Referring expression data:
* * *
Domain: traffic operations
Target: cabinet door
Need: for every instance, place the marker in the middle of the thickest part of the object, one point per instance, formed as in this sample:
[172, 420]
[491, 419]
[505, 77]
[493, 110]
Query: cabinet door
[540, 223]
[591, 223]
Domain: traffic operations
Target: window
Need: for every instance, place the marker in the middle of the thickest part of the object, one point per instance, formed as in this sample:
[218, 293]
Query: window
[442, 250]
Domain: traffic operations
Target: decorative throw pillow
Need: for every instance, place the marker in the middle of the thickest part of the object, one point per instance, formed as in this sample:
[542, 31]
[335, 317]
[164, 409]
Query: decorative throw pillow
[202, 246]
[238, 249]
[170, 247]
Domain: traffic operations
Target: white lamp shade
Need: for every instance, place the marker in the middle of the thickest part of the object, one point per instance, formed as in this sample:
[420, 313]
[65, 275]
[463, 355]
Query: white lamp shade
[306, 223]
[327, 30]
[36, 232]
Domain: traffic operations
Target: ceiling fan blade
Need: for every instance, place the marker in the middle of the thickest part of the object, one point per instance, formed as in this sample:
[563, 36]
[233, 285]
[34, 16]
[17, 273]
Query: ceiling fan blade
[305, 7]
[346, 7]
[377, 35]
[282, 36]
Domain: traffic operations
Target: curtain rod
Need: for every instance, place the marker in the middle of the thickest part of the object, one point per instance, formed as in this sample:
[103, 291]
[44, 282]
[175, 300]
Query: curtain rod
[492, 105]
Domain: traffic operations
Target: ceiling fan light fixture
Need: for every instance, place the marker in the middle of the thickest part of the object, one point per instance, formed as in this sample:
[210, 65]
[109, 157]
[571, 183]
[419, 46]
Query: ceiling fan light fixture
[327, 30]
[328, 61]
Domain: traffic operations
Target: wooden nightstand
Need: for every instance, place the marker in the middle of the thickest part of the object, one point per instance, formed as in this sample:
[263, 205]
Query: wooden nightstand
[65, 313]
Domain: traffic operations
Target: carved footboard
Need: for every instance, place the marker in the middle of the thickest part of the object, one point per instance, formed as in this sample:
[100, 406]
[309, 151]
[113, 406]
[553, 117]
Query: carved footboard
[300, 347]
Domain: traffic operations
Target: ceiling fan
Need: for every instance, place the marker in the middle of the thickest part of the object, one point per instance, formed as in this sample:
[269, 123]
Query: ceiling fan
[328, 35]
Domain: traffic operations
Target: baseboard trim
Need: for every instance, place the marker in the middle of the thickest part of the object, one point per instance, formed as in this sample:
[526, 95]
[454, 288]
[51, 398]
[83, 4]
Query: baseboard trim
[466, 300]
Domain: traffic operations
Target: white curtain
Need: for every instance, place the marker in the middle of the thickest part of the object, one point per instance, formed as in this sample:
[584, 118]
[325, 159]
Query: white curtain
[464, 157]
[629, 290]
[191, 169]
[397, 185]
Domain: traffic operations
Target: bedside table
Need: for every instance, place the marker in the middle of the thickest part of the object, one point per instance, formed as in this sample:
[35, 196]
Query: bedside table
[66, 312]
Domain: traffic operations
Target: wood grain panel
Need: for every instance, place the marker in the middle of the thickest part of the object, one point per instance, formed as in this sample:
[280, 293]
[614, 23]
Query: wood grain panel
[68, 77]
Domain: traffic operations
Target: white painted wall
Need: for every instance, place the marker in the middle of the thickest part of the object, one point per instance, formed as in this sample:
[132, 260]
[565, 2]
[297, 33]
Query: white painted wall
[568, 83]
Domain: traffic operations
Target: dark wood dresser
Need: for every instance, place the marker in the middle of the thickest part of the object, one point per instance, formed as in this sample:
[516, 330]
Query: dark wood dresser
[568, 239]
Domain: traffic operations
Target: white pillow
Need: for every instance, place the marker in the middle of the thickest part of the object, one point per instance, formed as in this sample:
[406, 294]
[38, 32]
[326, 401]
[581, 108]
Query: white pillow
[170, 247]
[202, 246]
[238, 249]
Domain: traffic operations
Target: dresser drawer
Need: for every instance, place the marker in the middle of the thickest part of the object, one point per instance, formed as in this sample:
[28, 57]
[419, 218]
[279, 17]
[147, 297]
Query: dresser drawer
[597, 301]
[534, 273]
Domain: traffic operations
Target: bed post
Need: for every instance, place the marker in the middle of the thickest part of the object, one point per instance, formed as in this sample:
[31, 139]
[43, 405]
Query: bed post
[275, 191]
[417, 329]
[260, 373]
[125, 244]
* * *
◆ EXERCISE INSTRUCTIONS
Repeat exactly the lines of the data from the first one through the line with "Target: wooden nightstand", both of them included.

◆ EXERCISE ANSWER
Domain: traffic operations
Target: cabinet door
Need: for every instance, place the marker in the middle of the thickest part of the object, one point per instance, formed as in this sample:
[172, 420]
[491, 419]
[505, 77]
[493, 110]
Query: cabinet door
[540, 223]
[591, 223]
Domain: traffic operations
Target: window
Need: for every instance, place the marker in the middle of the thickest part of the object, one point per instance, formed as in this sample:
[218, 293]
Query: window
[442, 250]
Domain: traffic operations
Target: decorative throw pillow
Need: for every instance, place the marker in the middle of the thickest part of the object, one point per instance, formed as in this sample:
[542, 31]
[335, 317]
[164, 409]
Query: decorative throw pillow
[202, 246]
[238, 249]
[170, 247]
Domain: traffic operations
Target: white lamp shade
Need: for every instance, place the marker in the middle of the thickest part of the object, one point per instance, formed as in this sample:
[420, 313]
[65, 275]
[463, 355]
Query: white lamp shade
[306, 223]
[327, 30]
[36, 232]
Domain: traffic operations
Target: ceiling fan blade
Need: for every instance, place the marker in the middle of the thickest part of the object, one point per instance, formed as in this sample:
[563, 36]
[233, 285]
[34, 16]
[17, 273]
Query: ceiling fan blade
[305, 7]
[346, 7]
[377, 35]
[282, 36]
Domain: traffic operations
Target: curtain rod
Need: for every instance, place the marker in the middle of the thickest part of the object, one point per instance, formed as in this sample:
[103, 291]
[44, 282]
[175, 300]
Query: curtain rod
[492, 105]
Domain: traffic operations
Target: ceiling fan light fixture
Need: for every instance, place the marker in the middle of the thickest part of the object, one point per instance, formed as in this sample:
[210, 65]
[109, 157]
[571, 183]
[419, 46]
Query: ceiling fan light fixture
[327, 30]
[328, 61]
Domain: traffic operations
Target: wooden nightstand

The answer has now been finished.